- **TASK DESCRIPTION**
Go through the records below line by line. Count the lines with "shoulder" and give the count alone.
*** Opening of SUPPLIED ENTRIES ***
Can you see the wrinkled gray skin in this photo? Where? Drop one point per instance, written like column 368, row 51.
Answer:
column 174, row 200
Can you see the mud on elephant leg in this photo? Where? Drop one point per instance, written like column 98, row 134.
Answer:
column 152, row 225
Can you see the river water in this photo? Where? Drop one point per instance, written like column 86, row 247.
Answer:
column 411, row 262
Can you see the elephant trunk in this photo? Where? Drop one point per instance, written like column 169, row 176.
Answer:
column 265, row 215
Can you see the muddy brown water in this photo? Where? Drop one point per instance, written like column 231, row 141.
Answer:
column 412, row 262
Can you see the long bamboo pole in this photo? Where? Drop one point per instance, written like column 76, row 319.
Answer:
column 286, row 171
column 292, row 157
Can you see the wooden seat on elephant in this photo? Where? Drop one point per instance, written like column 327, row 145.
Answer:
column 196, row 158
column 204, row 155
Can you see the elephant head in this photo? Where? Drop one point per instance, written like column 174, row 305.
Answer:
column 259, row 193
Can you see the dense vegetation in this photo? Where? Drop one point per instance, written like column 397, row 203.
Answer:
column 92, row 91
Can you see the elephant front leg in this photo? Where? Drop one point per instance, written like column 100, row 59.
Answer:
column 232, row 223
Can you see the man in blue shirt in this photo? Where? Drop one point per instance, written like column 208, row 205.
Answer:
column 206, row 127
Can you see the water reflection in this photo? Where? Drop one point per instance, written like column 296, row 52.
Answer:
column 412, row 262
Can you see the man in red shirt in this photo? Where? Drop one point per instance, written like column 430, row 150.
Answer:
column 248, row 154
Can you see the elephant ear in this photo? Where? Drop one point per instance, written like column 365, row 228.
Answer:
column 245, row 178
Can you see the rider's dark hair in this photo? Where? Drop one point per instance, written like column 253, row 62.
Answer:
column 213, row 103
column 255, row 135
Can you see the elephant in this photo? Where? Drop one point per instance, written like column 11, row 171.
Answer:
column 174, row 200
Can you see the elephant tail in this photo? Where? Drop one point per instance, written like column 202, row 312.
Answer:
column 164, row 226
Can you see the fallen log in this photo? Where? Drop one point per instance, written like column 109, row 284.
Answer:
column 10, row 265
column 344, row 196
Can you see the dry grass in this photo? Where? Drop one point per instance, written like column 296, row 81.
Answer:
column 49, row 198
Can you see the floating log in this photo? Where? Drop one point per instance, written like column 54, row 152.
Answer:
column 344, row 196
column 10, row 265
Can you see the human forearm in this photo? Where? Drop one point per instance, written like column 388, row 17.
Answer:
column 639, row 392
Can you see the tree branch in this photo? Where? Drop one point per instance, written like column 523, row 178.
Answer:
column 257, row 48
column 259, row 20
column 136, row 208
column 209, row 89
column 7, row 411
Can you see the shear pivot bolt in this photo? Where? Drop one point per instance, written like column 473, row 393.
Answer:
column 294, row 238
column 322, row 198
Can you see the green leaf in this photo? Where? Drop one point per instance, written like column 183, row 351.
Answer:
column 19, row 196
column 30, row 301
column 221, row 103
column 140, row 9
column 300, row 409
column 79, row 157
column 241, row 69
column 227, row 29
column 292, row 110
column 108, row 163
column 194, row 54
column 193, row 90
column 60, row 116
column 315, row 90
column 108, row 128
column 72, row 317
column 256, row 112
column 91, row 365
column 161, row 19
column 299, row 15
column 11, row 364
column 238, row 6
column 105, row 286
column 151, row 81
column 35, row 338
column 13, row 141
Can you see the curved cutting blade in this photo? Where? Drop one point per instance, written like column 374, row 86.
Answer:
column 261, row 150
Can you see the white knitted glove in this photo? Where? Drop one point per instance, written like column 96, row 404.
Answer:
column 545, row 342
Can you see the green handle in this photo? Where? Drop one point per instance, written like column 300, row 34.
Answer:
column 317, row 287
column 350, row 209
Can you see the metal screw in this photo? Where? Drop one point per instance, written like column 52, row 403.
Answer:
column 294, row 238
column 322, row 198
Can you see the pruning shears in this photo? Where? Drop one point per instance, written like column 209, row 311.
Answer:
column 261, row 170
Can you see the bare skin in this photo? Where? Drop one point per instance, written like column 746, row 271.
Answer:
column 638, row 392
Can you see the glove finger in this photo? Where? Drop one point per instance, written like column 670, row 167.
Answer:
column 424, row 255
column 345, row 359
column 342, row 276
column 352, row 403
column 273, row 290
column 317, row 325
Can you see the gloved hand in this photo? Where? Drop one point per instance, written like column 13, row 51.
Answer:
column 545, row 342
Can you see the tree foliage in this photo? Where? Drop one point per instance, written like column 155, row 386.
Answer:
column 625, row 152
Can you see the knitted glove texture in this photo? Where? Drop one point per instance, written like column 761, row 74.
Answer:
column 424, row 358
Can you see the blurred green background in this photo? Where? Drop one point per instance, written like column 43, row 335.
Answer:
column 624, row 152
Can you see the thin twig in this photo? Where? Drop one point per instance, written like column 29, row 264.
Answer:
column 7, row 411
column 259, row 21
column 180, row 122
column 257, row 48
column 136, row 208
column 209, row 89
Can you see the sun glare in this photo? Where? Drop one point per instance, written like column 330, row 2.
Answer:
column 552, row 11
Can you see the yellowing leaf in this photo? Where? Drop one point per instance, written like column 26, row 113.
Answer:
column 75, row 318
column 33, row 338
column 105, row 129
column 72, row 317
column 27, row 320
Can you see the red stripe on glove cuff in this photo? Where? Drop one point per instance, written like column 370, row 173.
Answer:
*** Close of SUPPLIED ENTRIES ***
*** Opening of SUPPLIED ENTRIES ***
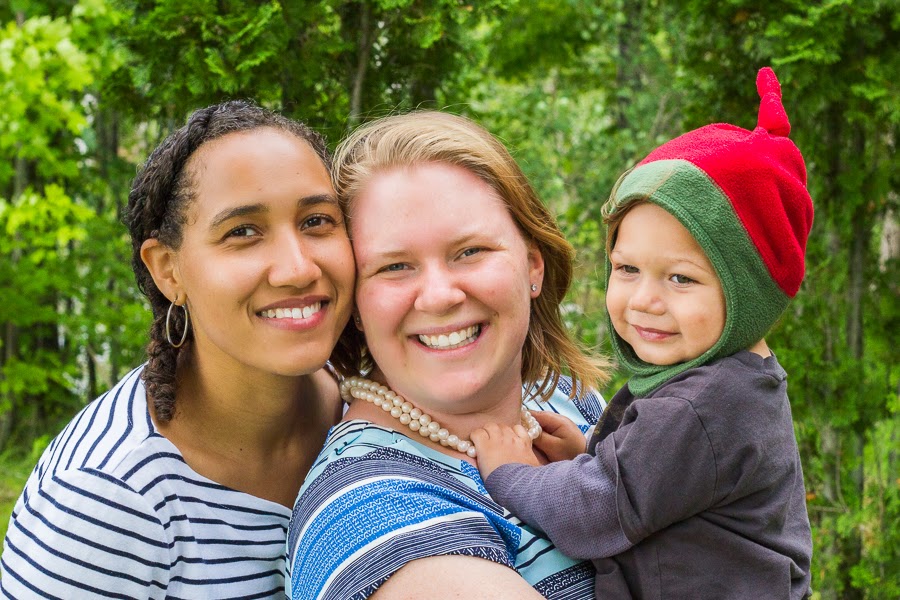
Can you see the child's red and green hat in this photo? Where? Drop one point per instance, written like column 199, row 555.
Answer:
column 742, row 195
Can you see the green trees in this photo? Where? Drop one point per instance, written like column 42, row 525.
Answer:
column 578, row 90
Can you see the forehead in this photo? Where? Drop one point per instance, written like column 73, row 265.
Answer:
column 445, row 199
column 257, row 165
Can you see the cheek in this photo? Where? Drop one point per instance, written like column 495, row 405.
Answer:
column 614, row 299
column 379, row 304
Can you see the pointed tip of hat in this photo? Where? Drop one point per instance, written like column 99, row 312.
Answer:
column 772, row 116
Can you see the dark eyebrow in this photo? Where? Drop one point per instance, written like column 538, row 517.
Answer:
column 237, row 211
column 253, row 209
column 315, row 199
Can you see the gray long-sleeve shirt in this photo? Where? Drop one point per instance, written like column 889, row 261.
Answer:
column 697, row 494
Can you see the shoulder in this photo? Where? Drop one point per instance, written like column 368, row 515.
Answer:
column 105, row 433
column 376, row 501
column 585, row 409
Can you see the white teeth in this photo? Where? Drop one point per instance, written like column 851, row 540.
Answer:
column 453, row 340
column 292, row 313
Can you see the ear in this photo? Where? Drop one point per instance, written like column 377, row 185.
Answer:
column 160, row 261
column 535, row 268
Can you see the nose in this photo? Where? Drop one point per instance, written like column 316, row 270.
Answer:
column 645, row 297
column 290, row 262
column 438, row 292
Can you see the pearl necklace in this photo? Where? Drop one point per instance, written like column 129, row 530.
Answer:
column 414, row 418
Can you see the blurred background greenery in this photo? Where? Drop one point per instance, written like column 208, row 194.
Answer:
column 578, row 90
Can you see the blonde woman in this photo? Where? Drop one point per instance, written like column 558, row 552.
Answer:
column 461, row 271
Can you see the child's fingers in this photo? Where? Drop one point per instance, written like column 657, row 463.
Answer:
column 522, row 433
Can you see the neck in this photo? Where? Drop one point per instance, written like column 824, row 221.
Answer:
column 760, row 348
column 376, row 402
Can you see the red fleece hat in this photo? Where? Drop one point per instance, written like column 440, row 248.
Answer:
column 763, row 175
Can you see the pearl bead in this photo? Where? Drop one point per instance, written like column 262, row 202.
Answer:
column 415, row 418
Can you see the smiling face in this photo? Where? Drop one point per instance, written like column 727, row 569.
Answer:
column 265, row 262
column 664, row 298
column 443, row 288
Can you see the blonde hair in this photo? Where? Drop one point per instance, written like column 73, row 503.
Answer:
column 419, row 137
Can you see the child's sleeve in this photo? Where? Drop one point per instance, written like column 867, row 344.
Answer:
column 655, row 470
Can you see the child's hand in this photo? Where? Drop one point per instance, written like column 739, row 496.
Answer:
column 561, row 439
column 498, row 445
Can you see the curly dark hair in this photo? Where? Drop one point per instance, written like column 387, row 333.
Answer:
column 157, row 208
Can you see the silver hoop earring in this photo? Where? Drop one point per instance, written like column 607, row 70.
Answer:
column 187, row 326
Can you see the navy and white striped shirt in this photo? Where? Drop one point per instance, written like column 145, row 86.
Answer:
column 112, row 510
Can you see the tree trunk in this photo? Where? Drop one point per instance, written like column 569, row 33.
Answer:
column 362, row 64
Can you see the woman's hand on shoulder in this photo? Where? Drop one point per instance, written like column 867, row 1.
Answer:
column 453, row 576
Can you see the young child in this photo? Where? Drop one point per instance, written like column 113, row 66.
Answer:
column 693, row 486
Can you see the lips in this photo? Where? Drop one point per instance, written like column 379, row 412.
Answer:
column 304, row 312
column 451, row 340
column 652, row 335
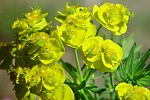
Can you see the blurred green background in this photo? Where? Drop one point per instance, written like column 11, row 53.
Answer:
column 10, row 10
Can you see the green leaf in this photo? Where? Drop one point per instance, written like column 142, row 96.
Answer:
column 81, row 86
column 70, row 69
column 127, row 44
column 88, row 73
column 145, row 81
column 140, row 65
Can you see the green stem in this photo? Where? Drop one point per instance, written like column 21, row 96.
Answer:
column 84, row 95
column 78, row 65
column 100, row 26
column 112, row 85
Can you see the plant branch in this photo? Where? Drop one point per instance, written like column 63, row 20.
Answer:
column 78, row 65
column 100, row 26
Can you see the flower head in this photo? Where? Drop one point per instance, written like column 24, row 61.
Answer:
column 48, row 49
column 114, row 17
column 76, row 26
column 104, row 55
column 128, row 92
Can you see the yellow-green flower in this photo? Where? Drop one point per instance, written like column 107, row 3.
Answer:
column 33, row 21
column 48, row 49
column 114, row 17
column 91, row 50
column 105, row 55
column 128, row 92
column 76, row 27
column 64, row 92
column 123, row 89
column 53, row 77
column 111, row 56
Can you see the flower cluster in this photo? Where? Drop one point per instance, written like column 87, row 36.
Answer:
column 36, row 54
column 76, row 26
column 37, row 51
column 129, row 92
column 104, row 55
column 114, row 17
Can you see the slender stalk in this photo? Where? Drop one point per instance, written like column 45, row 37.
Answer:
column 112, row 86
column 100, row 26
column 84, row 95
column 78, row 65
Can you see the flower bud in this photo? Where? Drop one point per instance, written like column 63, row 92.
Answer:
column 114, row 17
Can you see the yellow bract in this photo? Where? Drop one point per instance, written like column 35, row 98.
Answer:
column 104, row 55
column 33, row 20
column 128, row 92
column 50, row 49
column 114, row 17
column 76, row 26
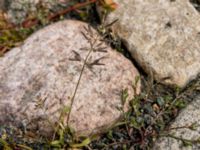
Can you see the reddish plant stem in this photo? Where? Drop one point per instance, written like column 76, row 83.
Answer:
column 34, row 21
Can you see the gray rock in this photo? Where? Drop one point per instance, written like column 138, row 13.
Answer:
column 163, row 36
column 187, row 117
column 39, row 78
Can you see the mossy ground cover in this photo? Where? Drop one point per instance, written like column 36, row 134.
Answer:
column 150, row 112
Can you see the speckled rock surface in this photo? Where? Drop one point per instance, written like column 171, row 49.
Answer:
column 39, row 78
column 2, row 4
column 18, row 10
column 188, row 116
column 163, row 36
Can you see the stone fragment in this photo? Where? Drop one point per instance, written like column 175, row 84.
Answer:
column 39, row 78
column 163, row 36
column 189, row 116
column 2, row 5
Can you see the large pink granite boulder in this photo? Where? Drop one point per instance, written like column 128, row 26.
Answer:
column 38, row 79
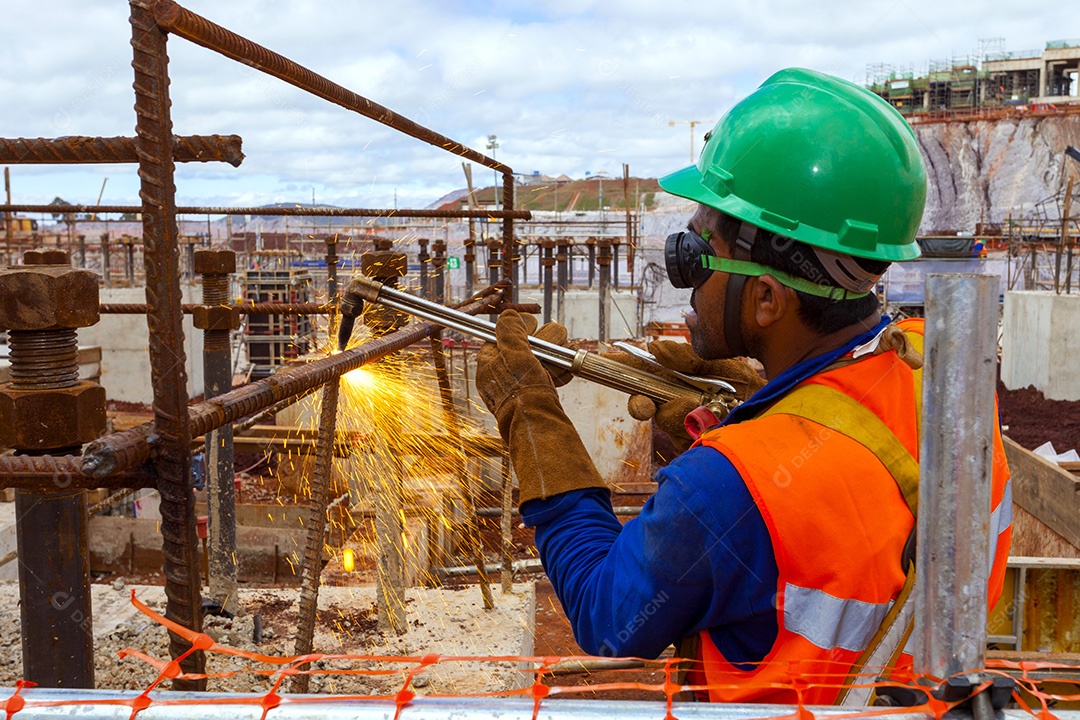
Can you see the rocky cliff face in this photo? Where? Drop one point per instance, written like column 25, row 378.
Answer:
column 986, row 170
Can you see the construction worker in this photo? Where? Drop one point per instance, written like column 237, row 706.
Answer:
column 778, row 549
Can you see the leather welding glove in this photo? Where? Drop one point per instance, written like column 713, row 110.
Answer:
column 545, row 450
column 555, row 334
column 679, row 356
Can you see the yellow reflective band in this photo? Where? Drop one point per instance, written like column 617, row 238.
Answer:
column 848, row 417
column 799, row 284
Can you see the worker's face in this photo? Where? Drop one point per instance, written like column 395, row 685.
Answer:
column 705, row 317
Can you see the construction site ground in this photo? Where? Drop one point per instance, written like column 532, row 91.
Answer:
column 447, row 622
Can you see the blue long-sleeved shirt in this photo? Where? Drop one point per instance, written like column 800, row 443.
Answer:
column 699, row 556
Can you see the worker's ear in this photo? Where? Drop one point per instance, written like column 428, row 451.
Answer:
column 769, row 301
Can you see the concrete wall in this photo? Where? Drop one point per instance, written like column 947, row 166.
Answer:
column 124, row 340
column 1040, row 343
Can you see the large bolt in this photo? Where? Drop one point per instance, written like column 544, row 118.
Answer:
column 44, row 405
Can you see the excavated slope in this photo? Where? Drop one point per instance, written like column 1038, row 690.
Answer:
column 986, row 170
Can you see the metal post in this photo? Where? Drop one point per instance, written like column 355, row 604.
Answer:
*** Close of SUPPLIED ENTRIES ***
*** Opening of SUPPLIED ENTRIES ***
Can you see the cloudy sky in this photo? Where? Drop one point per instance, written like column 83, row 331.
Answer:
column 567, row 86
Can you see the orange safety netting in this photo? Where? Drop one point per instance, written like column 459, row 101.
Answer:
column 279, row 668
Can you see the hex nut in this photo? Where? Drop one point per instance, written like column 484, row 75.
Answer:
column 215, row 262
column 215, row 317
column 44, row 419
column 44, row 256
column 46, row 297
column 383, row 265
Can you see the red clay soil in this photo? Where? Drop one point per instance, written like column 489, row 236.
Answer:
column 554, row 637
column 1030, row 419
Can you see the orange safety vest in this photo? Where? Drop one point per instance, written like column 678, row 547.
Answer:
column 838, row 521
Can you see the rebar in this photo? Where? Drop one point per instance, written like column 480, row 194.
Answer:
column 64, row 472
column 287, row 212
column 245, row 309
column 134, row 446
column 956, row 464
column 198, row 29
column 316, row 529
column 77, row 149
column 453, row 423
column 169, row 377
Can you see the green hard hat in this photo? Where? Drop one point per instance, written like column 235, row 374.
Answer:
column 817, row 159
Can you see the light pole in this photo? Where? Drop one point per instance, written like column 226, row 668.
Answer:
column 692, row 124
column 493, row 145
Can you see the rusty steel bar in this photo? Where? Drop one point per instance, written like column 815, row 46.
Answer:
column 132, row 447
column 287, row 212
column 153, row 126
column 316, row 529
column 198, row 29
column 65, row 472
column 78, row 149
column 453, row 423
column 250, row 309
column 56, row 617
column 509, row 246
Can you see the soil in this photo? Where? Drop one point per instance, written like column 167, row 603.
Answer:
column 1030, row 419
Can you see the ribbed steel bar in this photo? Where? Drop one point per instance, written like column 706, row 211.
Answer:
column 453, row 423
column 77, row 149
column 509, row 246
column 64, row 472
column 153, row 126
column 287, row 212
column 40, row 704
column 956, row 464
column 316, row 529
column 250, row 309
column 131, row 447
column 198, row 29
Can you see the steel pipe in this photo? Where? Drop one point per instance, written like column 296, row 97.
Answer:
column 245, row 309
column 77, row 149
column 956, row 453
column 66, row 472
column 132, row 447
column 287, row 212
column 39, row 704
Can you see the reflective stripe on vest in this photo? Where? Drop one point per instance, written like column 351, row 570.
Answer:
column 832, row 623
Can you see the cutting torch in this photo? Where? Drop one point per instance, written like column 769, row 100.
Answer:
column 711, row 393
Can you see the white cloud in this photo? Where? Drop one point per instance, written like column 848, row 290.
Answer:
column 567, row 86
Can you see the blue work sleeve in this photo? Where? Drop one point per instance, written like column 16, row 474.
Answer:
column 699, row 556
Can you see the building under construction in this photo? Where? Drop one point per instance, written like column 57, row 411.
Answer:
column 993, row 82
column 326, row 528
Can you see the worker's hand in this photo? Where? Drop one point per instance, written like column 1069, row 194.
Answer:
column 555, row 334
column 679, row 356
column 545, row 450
*** Close of SUPPLIED ENTRIES ***
- **EXERCISE OUTPUT**
2